WORK ORDER:
Copy, from the data below, every line that has "girl" in it.

Segment Open

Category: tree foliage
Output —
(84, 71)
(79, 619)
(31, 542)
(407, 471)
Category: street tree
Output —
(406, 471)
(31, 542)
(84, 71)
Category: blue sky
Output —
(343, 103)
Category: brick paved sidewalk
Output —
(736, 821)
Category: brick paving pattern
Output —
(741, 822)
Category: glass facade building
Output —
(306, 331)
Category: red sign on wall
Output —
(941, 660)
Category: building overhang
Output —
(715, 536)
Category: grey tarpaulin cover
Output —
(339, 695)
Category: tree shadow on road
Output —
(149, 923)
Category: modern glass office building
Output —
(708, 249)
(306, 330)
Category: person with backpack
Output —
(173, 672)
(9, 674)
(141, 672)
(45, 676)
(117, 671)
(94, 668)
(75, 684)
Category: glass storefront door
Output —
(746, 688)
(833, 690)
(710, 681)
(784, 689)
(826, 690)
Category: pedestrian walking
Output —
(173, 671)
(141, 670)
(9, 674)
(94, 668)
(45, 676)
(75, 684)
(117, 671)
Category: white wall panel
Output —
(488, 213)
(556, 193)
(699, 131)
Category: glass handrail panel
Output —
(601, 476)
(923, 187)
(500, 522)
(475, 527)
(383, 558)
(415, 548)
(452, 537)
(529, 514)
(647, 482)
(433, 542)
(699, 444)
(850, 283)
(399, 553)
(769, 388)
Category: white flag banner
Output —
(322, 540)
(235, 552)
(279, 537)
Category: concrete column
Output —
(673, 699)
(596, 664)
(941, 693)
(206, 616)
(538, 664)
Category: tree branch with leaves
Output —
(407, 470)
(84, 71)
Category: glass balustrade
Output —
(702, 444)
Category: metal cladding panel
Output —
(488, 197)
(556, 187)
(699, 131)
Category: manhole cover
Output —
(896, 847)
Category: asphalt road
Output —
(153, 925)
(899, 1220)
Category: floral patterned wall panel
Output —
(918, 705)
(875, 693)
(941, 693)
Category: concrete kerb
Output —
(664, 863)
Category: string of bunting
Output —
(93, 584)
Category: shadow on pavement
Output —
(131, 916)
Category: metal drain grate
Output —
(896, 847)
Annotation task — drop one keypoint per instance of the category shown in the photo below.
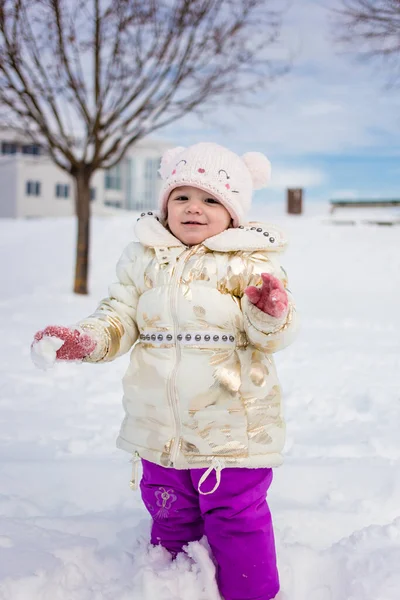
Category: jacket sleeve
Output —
(269, 334)
(113, 324)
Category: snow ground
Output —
(71, 529)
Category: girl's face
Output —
(194, 215)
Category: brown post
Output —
(295, 201)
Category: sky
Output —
(330, 126)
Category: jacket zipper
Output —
(172, 380)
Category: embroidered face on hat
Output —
(215, 169)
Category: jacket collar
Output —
(251, 237)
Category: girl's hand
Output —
(271, 298)
(64, 343)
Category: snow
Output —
(71, 529)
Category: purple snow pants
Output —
(235, 518)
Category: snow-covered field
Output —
(71, 529)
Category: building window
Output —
(32, 149)
(113, 179)
(33, 188)
(62, 190)
(8, 148)
(113, 203)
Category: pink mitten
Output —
(271, 298)
(76, 344)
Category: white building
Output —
(32, 186)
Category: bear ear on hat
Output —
(259, 167)
(167, 161)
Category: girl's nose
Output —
(194, 207)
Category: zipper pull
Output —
(134, 482)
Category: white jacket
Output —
(201, 384)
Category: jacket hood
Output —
(250, 237)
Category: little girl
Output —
(202, 298)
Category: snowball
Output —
(43, 352)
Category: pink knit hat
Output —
(228, 177)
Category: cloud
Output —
(299, 177)
(327, 104)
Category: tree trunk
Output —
(82, 208)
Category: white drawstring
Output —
(217, 466)
(134, 482)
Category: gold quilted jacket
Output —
(201, 384)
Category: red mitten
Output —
(76, 344)
(271, 298)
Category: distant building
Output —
(31, 185)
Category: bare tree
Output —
(89, 78)
(372, 28)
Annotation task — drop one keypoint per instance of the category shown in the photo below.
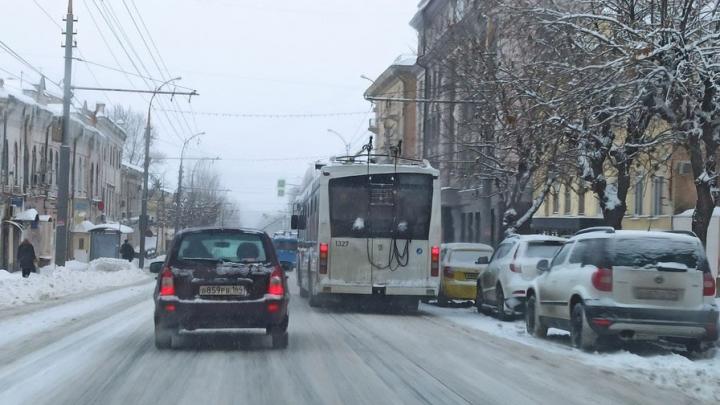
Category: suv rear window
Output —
(544, 249)
(234, 247)
(468, 256)
(639, 252)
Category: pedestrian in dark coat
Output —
(126, 251)
(26, 257)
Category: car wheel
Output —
(533, 324)
(480, 301)
(581, 335)
(280, 340)
(163, 338)
(500, 304)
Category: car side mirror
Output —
(156, 267)
(543, 266)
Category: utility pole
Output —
(61, 231)
(144, 222)
(178, 197)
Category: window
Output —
(231, 246)
(502, 251)
(561, 255)
(381, 206)
(543, 249)
(568, 200)
(657, 195)
(581, 200)
(639, 194)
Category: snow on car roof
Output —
(636, 234)
(467, 246)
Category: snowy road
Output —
(100, 350)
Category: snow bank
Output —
(54, 282)
(695, 377)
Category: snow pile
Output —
(108, 264)
(696, 377)
(76, 277)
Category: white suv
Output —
(513, 266)
(627, 285)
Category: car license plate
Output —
(661, 294)
(215, 290)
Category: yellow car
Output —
(461, 263)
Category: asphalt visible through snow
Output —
(97, 350)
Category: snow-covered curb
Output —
(54, 282)
(698, 378)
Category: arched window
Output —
(16, 167)
(50, 171)
(33, 168)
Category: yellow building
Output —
(655, 196)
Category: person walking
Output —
(126, 251)
(26, 257)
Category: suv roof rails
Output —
(688, 233)
(606, 229)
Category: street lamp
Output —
(178, 200)
(342, 138)
(146, 170)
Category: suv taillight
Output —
(275, 287)
(324, 251)
(434, 261)
(167, 283)
(602, 279)
(708, 285)
(515, 268)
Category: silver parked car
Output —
(512, 268)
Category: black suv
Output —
(219, 278)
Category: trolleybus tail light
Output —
(324, 250)
(435, 261)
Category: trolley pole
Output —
(61, 230)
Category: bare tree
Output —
(649, 59)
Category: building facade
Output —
(31, 125)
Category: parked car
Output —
(220, 278)
(461, 264)
(628, 285)
(502, 287)
(286, 249)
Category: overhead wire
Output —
(108, 18)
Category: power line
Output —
(24, 61)
(293, 115)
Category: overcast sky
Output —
(243, 57)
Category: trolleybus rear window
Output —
(381, 206)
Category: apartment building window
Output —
(658, 183)
(568, 200)
(639, 196)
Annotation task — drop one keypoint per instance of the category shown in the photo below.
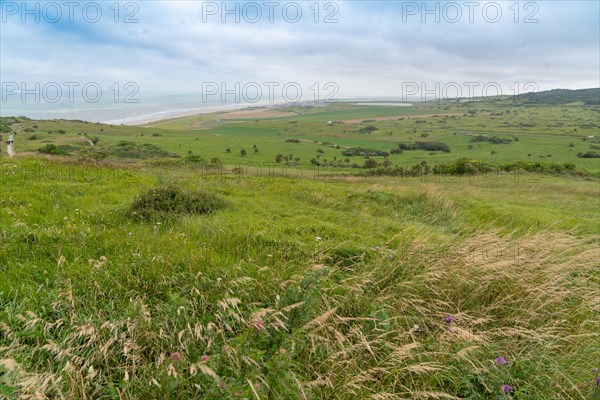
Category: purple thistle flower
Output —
(258, 324)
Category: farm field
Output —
(526, 133)
(337, 287)
(150, 262)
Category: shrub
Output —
(54, 150)
(368, 129)
(589, 154)
(360, 151)
(428, 146)
(170, 201)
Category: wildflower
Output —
(258, 324)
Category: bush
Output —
(54, 150)
(589, 154)
(491, 139)
(428, 146)
(368, 129)
(168, 202)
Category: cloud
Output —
(371, 51)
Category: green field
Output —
(308, 282)
(534, 133)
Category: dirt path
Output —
(10, 143)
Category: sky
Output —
(324, 49)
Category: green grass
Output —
(327, 288)
(538, 133)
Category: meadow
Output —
(531, 133)
(319, 285)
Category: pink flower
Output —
(258, 324)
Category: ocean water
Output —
(148, 109)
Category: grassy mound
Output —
(171, 201)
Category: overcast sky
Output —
(366, 48)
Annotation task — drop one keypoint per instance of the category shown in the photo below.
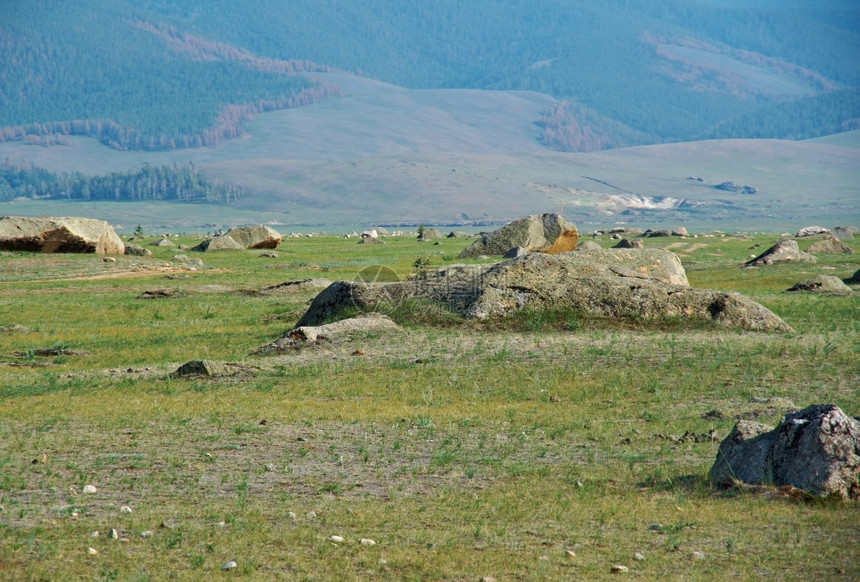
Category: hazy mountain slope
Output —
(382, 154)
(669, 70)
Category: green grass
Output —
(463, 450)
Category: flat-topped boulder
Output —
(537, 232)
(59, 235)
(631, 284)
(785, 251)
(218, 243)
(256, 236)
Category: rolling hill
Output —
(340, 113)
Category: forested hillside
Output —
(161, 74)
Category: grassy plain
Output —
(533, 449)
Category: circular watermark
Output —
(372, 295)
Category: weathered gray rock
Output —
(59, 235)
(200, 368)
(827, 284)
(535, 232)
(656, 233)
(816, 449)
(629, 243)
(811, 231)
(516, 252)
(830, 245)
(314, 334)
(844, 232)
(137, 251)
(256, 236)
(218, 243)
(588, 245)
(785, 251)
(429, 234)
(640, 284)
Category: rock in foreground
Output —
(816, 449)
(631, 284)
(59, 235)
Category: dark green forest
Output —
(180, 183)
(160, 74)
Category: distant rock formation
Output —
(826, 284)
(537, 232)
(732, 187)
(59, 235)
(218, 243)
(816, 449)
(785, 251)
(830, 245)
(256, 236)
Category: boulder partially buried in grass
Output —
(816, 449)
(59, 235)
(648, 285)
(538, 232)
(785, 251)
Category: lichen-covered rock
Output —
(534, 232)
(632, 284)
(59, 235)
(256, 236)
(816, 449)
(137, 251)
(785, 251)
(301, 335)
(830, 245)
(199, 368)
(218, 243)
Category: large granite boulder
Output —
(257, 236)
(816, 449)
(538, 232)
(59, 235)
(830, 245)
(632, 284)
(785, 251)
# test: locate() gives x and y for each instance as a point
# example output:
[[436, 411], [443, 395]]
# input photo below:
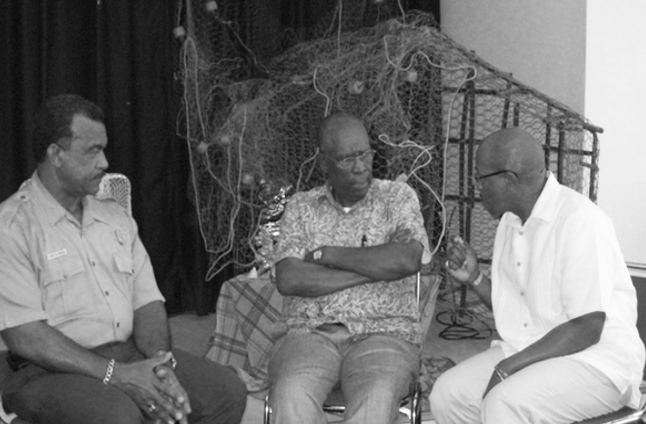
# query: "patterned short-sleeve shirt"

Segment Closed

TASK RESULT:
Category: girl's face
Category: girl's hand
Category: girl's nose
Category: little girl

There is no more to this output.